#### Challenge:
List every line of the records that contains the word "tool", copying each line in full.

Coordinate annotation entries:
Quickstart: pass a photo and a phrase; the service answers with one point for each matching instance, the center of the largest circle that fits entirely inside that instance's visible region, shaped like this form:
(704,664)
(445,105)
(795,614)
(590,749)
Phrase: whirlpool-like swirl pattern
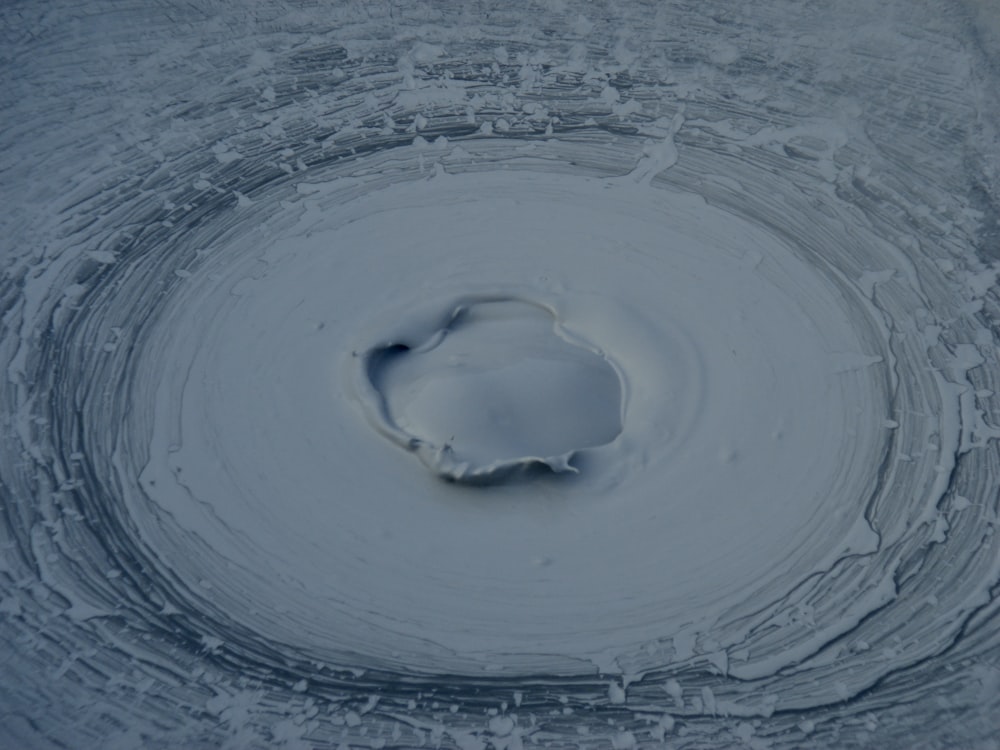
(572,375)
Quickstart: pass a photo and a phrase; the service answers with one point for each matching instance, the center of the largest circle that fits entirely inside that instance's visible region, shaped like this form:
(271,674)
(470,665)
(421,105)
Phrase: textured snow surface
(567,375)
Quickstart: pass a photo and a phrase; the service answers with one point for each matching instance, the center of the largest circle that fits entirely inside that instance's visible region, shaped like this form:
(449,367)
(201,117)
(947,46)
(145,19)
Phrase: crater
(491,388)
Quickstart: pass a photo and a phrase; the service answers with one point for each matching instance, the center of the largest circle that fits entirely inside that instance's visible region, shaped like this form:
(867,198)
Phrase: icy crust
(791,543)
(490,391)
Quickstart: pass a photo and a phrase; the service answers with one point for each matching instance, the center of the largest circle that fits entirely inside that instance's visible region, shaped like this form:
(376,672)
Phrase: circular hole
(490,389)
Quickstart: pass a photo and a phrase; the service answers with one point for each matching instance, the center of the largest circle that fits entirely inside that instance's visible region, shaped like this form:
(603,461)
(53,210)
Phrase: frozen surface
(697,301)
(488,391)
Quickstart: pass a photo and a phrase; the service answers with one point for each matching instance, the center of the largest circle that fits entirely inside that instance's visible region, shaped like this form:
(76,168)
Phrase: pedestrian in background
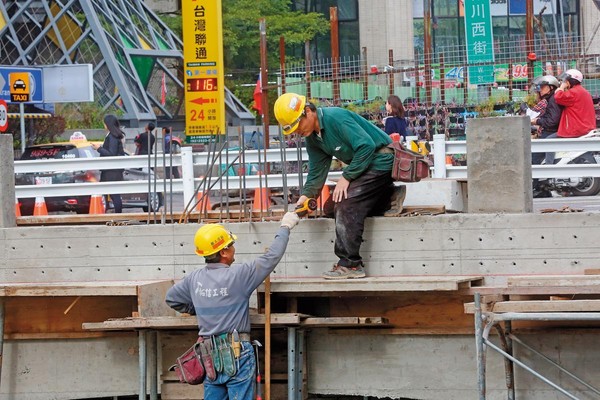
(366,187)
(548,119)
(112,146)
(578,117)
(145,141)
(219,294)
(169,147)
(395,122)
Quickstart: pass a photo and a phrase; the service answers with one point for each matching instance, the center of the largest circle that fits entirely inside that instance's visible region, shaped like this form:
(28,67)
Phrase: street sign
(203,67)
(32,83)
(3,116)
(480,43)
(19,87)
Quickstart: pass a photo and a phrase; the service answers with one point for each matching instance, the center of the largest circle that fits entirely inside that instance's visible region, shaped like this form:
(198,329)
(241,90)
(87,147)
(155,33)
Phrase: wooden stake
(268,338)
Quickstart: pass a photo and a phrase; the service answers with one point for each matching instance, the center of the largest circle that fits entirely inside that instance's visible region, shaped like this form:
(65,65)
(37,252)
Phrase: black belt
(385,150)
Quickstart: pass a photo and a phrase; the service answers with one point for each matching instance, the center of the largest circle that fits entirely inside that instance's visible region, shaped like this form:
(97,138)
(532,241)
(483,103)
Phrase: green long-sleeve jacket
(352,140)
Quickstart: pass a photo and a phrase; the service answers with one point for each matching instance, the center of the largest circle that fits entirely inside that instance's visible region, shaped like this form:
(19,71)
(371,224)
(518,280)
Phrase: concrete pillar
(499,165)
(8,218)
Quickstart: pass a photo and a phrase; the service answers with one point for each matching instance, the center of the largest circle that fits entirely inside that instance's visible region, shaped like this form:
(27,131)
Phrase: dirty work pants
(241,386)
(369,195)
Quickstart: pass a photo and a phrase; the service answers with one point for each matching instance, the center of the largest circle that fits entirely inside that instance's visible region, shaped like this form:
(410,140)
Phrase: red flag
(258,96)
(163,90)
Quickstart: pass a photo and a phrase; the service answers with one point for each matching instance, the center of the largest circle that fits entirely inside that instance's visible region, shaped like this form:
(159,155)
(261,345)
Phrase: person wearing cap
(366,187)
(219,294)
(579,116)
(145,141)
(549,111)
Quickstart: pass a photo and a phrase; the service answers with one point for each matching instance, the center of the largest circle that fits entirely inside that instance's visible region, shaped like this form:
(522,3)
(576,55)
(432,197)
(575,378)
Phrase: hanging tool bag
(189,366)
(408,165)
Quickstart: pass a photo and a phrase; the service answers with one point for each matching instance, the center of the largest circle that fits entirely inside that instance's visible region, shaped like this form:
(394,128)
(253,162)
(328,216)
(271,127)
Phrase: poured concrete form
(426,366)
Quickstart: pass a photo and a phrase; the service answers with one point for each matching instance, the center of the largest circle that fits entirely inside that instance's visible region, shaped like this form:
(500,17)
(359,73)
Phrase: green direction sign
(480,43)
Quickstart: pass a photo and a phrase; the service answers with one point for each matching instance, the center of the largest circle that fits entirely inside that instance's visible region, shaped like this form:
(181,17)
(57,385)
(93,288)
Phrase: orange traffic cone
(96,204)
(203,202)
(262,199)
(325,194)
(40,206)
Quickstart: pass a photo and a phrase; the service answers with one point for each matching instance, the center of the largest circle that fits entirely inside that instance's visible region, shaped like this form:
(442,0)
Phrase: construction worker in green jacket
(366,187)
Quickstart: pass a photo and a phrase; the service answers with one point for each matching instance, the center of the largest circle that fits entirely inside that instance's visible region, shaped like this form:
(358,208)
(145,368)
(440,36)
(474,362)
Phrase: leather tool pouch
(226,354)
(206,356)
(189,367)
(408,165)
(216,355)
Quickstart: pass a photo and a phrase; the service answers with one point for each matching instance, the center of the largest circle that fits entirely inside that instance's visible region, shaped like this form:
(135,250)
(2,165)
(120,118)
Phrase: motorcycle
(579,186)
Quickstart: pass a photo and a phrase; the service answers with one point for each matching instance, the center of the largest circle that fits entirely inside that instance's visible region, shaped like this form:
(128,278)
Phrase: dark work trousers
(537,158)
(369,195)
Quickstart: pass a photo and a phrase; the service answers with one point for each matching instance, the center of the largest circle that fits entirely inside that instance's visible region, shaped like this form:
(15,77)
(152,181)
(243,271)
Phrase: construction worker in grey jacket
(219,294)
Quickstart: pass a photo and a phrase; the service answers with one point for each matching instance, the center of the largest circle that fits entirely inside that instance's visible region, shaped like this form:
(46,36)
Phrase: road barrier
(290,159)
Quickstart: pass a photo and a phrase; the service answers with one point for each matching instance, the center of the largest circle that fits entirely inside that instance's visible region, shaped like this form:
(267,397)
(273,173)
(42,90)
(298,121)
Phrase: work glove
(290,219)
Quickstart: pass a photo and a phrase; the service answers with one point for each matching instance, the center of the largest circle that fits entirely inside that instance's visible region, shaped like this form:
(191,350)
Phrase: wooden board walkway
(523,306)
(187,322)
(379,285)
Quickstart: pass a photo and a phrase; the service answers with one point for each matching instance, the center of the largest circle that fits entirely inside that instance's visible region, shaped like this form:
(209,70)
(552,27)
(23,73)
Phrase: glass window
(445,8)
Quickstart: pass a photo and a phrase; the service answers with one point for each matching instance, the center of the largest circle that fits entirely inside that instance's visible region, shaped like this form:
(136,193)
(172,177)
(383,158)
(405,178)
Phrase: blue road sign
(36,94)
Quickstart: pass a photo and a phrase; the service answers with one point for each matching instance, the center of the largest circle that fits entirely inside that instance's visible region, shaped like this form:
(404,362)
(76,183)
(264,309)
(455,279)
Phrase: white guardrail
(187,160)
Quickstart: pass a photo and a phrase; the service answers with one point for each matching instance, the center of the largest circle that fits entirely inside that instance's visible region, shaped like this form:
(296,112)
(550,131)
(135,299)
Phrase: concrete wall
(493,245)
(423,367)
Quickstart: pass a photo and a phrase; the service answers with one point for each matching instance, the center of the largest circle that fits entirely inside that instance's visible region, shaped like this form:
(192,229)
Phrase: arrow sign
(200,100)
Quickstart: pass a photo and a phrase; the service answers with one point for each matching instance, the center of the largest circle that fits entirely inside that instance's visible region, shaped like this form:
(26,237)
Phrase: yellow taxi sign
(19,87)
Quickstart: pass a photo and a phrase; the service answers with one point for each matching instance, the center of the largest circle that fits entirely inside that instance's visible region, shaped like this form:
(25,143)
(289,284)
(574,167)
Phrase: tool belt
(384,150)
(408,166)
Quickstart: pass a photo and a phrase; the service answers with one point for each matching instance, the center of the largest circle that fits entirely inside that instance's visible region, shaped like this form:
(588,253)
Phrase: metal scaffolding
(486,321)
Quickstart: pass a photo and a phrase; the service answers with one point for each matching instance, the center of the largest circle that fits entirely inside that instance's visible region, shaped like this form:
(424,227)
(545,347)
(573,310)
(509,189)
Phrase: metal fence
(354,80)
(235,176)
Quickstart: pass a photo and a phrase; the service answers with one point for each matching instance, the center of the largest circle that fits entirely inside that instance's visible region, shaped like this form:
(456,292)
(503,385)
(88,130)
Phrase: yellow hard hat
(289,109)
(212,238)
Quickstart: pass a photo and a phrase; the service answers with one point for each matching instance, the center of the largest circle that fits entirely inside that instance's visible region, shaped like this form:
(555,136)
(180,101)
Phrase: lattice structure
(136,58)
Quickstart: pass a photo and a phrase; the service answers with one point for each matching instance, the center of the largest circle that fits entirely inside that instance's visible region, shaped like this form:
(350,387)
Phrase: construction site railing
(189,182)
(442,147)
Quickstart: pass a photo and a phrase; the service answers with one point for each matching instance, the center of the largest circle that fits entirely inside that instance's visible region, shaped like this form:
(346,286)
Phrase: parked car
(79,204)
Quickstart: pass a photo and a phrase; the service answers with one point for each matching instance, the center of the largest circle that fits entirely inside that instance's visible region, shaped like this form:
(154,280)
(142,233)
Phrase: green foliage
(82,115)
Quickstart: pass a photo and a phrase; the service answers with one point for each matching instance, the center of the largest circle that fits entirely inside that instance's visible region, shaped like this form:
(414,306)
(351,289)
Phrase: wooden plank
(554,280)
(422,312)
(142,218)
(181,391)
(57,289)
(344,321)
(180,322)
(591,271)
(373,284)
(151,299)
(532,290)
(538,306)
(62,315)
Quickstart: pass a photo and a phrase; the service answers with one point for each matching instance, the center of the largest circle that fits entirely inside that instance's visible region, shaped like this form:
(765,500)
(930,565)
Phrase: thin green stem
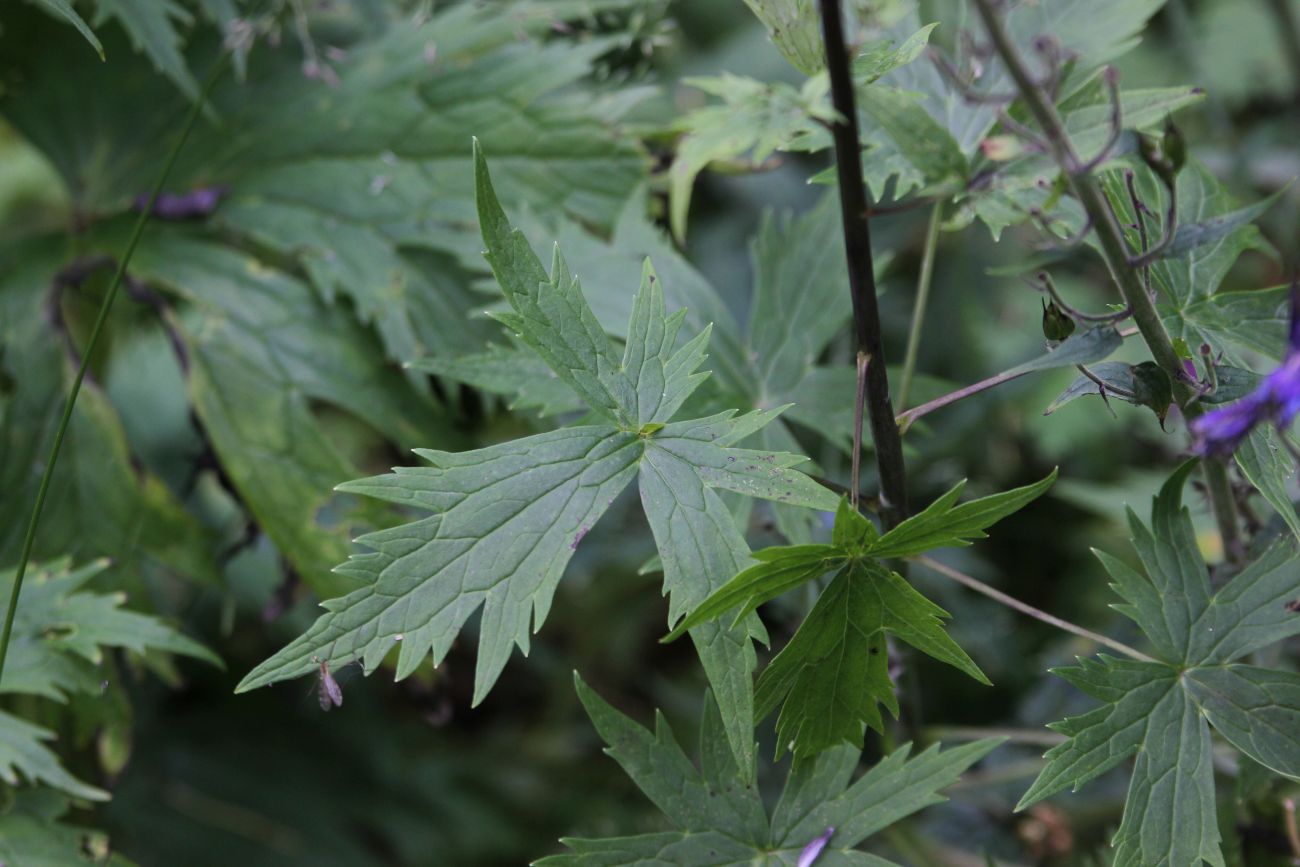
(1026,608)
(1114,250)
(918,308)
(43,490)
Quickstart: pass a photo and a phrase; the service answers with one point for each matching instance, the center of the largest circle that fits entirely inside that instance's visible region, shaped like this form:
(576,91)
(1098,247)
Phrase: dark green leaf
(944,524)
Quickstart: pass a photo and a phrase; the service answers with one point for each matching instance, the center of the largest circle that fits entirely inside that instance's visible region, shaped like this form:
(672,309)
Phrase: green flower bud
(1056,324)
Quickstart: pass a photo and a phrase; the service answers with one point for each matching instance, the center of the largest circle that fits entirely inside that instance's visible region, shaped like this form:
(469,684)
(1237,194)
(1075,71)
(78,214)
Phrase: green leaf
(754,120)
(25,755)
(778,571)
(515,373)
(720,822)
(915,134)
(943,524)
(507,519)
(263,354)
(1269,467)
(885,55)
(61,629)
(794,27)
(102,503)
(152,27)
(362,185)
(64,9)
(1162,710)
(1190,235)
(833,673)
(1233,384)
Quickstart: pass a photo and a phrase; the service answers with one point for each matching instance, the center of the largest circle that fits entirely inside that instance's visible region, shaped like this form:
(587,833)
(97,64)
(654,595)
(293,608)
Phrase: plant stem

#### Problem solution:
Phrase: hanging tool bag
Phrase: leather tool pouch
Phrase: tool belt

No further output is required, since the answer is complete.